Given instruction:
Quote the lines below exactly, from the one that holds "Point out every instance of the man's" through the final line of the records, and only those.

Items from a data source
====================

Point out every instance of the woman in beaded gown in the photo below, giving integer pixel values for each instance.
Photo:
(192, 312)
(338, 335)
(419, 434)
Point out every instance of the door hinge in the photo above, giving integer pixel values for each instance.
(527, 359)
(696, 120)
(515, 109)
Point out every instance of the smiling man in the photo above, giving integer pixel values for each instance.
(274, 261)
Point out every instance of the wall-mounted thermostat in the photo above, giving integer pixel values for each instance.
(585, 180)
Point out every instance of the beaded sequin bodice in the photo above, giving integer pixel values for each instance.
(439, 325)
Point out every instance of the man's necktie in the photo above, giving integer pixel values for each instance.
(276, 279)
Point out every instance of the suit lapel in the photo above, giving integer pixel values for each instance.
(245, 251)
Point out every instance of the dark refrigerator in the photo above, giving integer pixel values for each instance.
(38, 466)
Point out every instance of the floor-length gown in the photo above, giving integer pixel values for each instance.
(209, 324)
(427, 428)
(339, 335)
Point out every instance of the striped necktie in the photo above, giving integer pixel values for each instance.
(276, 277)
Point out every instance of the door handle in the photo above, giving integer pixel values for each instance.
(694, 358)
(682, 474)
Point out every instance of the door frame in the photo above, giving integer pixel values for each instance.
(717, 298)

====================

Task answer:
Point out every instance of the man's necktie in the photo above, giving integer pixel values for each instance.
(276, 279)
Point out every instance of the suit lapel in the photo above, giving integer pixel values for each instance.
(245, 251)
Point out every instance of the dark refrigerator in the photo above, giving integer pixel values for each instance.
(38, 466)
Point out every instance of the floor-length gown in the photo above, giving integer pixel values for each instance.
(209, 324)
(427, 428)
(339, 335)
Point out every instance of the striped necktie in the photo above, giving integer pixel values for each instance.
(276, 277)
Point out every instance of the door handle in the photo above, giving integer pixel values for each instance.
(694, 358)
(682, 474)
Point out every instance of the door frame in the photo above, giving integer pixel values for each instance.
(717, 298)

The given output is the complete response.